■ CONSIGNE 1: Traduisez en anglais, s'il vous plaît, la phrase suivante de l'extrait du document : « Je vous propose donc, au nom de la commission, la suppression de cet article. »
■ CONSIGNE 2: Selon l'extrait du document, pourquoi la suppression de cet article serait-elle financièrement neutre ? Expliquez-le en une à trois phrases.

■ EXTRAIT DU DOCUMENT:
----------
Ainsi, pour régulariser au regard du droit communautaire une contribution qui n'a pas encore été déclarée contraire à ce droit - la décision n'a pas encore été prise - le Gouvernement retient une solution qui est très contestable au regard non seulement des principes constitutionnels mais aussi du droit communautaire lui-même.
Je vous propose donc, au nom de la commission, la suppression de cet article.
Je rappelle que cette suppression est financièrement neutre, puisque les 66 millions de francs en question vont être pris dans la poche des laboratoires français pour être donnés à des laboratoires étrangers qui n'ont pas fait de recherches en France. Il y a là quelque chose qui est plus qu'agaçant.
M. le président. Quel est l'avis du Gouvernement ?
Mme Martine Aubry, ministre de l'emploi et de la solidarité. Ce que je trouve plus qu'agaçant, pour ma part, c'est qu'on ait pu faire voter des lois contraires à nos engagements communautaires ! Nous avons déjà vécu une situation identique pour le textile et l'habillement, et nous en supportons aujourd'hui les conséquences. Heureusement, le Gouvernement a su trouver dans la loi sur la durée du travail des réponses appropriées.
Quand, dans trois mois - parce que nous savons que la décision est imminente, une décision de même nature ayant déjà été prise à l'échelon européen - la sécurité sociale perdra 1,2 milliard de francs de prélèvement sur l'industrie pharmaceutique, parce que le gouvernement de M. Juppé a pris une disposition dont une partie était non conforme à nos engagements européens, eh bien ! c'est 1,2 milliard de francs qui manqueront dans les caisses de la sécurité sociale !
Croyez-le bien, si je n'avais pas su cette annulation inéluctable, je n'aurais pas déposé cet amendement pour corriger un texte que le gouvernement précédent avait fait voter.
----------
■ ENTRÉES FOURNIES:
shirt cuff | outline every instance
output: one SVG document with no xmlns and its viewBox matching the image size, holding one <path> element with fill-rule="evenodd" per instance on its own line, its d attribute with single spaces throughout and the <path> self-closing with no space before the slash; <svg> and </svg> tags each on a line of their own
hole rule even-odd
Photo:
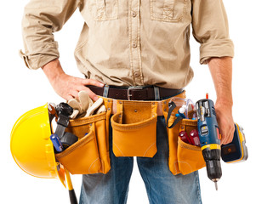
<svg viewBox="0 0 256 204">
<path fill-rule="evenodd" d="M 20 50 L 20 56 L 23 59 L 25 65 L 31 70 L 37 70 L 47 63 L 60 57 L 58 43 L 54 42 L 36 54 L 23 53 Z"/>
<path fill-rule="evenodd" d="M 200 64 L 207 64 L 212 57 L 234 57 L 234 44 L 230 39 L 214 40 L 200 46 Z"/>
</svg>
----------
■ RÉPONSE RÉDIGÉE 1: I therefore propose to you, on behalf of the committee, the deletion of this article.

■ RÉPONSE RÉDIGÉE 2: La suppression serait financièrement neutre parce que les 66 millions de francs en question vont être pris dans la poche des laboratoires français. Ils seront ensuite donnés à des laboratoires étrangers qui n'ont pas fait de recherches en France.